REQUIREMENT:
From the entries below, copy every line where the string "given" appears.

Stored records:
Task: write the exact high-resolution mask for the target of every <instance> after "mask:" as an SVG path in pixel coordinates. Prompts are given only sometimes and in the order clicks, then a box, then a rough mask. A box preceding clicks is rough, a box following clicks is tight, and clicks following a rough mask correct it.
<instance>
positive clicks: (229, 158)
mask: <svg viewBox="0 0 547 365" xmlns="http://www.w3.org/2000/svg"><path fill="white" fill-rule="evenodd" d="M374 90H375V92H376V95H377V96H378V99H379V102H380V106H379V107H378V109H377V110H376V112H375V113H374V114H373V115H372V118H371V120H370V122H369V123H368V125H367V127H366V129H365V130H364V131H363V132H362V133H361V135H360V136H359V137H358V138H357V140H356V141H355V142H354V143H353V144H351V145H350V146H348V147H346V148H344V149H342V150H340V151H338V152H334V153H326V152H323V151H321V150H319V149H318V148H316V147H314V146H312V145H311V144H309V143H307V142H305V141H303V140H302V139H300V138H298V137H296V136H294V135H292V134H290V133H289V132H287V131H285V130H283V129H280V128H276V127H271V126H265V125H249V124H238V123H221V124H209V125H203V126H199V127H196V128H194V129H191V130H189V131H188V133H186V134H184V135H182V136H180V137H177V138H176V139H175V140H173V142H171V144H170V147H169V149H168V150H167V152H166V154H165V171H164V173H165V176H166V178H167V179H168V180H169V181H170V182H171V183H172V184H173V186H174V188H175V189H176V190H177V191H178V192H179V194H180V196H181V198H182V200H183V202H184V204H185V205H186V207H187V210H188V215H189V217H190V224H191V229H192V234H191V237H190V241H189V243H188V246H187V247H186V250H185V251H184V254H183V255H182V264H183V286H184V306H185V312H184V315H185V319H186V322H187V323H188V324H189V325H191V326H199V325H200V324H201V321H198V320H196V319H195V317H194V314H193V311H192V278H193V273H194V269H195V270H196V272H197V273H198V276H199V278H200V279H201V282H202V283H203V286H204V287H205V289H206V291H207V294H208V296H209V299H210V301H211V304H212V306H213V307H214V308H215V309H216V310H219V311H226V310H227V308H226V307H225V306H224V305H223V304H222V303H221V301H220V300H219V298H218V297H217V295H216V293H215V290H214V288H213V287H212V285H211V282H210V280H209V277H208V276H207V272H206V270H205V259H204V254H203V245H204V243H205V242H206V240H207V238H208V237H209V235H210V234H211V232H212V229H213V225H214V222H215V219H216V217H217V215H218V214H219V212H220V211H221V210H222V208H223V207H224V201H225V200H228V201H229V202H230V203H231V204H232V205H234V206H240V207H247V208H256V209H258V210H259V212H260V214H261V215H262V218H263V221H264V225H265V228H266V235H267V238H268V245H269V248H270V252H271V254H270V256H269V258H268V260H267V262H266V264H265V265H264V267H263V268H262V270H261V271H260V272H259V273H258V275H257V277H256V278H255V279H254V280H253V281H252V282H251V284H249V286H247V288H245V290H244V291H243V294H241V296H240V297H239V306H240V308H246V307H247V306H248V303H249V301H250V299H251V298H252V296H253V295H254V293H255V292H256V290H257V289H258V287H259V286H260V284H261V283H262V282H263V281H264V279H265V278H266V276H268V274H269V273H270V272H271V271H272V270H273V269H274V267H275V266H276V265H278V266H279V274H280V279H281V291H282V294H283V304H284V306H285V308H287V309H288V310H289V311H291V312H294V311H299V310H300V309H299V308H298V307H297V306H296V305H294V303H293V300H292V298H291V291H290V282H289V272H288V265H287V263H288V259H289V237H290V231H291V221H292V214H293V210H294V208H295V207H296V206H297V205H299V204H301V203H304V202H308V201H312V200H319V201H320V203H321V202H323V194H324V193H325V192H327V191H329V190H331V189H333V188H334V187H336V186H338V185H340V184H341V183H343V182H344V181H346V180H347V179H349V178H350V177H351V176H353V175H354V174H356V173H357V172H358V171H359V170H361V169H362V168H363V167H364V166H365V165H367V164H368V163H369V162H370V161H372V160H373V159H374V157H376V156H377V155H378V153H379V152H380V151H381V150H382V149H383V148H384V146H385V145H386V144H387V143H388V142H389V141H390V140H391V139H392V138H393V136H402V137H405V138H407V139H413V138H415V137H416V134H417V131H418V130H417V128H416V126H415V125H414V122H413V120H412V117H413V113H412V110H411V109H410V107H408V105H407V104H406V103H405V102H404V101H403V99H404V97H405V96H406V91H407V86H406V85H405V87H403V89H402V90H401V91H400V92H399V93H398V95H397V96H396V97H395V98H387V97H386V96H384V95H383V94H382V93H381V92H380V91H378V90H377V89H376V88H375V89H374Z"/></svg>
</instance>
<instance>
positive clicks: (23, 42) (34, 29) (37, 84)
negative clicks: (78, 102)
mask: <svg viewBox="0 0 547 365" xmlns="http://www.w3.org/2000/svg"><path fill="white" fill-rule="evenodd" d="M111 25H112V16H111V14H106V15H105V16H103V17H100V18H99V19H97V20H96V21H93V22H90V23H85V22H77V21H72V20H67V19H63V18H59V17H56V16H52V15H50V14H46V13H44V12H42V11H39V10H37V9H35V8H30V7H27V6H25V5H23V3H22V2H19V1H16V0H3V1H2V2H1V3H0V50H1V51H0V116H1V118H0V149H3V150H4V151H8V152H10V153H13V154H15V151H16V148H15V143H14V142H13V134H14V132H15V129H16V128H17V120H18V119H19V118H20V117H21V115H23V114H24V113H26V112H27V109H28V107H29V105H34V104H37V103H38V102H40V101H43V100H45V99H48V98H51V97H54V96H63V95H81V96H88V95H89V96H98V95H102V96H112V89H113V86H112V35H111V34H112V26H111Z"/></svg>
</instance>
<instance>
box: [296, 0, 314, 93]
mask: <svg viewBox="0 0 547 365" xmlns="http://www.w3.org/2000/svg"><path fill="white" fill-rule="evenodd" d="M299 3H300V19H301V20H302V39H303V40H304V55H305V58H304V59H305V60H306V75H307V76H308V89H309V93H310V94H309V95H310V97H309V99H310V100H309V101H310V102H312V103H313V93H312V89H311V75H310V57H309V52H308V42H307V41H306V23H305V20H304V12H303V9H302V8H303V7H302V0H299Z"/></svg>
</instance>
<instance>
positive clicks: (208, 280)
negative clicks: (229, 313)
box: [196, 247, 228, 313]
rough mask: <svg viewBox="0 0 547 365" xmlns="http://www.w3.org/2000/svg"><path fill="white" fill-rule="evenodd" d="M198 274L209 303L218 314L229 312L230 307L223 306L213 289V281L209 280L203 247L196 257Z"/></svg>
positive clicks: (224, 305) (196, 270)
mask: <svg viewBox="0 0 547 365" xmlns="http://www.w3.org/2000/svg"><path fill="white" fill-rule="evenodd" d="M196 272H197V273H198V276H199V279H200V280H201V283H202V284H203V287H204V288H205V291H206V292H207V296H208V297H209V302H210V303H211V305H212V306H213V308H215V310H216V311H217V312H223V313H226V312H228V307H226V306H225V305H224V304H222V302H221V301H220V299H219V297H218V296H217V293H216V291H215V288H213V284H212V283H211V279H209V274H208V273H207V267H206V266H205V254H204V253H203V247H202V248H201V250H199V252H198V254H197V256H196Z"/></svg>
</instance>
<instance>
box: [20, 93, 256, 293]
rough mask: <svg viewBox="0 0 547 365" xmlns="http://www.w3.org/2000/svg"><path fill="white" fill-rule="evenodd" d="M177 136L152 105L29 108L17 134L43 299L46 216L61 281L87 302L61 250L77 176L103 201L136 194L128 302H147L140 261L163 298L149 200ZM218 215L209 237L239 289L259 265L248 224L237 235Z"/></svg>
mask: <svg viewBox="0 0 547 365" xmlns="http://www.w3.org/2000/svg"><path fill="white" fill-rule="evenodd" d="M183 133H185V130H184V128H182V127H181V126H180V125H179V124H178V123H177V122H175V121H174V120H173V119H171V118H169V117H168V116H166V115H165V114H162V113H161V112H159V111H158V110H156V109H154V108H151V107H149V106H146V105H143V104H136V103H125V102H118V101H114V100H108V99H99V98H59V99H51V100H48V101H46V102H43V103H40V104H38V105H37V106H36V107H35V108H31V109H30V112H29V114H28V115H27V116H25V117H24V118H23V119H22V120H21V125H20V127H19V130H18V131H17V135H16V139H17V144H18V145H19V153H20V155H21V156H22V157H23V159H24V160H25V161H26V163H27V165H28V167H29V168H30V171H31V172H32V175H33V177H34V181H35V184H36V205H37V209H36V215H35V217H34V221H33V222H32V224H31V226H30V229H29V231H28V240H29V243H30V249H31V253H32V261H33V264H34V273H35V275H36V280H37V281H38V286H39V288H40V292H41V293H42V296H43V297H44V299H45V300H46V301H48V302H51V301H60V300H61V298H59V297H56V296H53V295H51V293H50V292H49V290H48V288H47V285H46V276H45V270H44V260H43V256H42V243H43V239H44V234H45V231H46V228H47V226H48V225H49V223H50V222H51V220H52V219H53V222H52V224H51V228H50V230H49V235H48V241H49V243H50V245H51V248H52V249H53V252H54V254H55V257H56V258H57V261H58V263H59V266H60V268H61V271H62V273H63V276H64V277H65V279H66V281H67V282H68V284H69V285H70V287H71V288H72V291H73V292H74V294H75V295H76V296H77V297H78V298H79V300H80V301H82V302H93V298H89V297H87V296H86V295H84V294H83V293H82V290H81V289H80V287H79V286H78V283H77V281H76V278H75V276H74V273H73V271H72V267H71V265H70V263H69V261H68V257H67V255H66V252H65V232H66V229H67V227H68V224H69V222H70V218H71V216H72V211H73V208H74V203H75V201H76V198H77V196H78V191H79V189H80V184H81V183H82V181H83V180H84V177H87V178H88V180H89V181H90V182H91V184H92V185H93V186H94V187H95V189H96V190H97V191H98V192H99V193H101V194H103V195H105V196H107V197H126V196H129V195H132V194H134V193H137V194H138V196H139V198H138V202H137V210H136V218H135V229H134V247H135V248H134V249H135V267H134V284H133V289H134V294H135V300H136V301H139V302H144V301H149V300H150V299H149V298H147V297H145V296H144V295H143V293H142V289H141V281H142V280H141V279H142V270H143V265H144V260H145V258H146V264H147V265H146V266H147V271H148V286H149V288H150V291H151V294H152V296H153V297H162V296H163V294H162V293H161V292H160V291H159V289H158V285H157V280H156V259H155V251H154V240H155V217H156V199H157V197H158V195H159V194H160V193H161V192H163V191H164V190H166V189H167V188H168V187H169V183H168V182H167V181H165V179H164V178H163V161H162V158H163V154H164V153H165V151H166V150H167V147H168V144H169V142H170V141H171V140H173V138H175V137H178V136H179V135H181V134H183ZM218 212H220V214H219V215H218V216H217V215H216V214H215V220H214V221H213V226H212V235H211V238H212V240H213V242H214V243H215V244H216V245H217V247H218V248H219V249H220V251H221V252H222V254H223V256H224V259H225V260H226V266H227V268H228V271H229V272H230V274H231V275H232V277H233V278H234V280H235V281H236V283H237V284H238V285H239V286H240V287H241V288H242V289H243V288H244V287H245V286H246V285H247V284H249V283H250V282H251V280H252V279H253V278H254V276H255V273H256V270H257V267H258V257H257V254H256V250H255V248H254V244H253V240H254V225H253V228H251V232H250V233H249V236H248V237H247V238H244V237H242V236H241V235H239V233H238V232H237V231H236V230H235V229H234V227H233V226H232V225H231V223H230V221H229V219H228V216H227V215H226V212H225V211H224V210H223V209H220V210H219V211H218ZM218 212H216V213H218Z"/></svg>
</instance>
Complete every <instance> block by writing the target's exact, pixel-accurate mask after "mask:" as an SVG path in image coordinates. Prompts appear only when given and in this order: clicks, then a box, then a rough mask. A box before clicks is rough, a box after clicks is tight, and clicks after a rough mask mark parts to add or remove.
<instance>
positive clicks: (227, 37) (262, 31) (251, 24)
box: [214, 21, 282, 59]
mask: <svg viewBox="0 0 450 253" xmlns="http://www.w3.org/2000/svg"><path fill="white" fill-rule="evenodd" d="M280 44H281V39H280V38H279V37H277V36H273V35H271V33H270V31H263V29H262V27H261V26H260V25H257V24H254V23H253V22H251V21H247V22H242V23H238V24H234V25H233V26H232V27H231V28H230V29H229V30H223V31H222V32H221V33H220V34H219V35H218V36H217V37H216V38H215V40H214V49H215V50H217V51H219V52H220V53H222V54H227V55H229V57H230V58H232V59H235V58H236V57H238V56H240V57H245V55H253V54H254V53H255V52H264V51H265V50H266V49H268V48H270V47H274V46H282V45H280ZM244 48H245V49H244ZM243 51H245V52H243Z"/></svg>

REPLY:
Task: write the exact high-resolution mask for the target of every <instance> after "mask:" as an SVG path in pixel coordinates. Prompts are given only sometimes and in the order clicks, then a box, then a rough mask. A box preceding clicks is rough, a box following clicks is tight, and clicks following a rough mask correct it.
Complete every <instance> block by writing the target's exact, pixel-accurate mask after "mask:" as an SVG path in image coordinates. Prompts appear only when given and in this order: clicks, then a box, then a rough mask. A box before clicks is rough, a box after clicks is tight, and clicks after a rough mask mark parts to add or remove.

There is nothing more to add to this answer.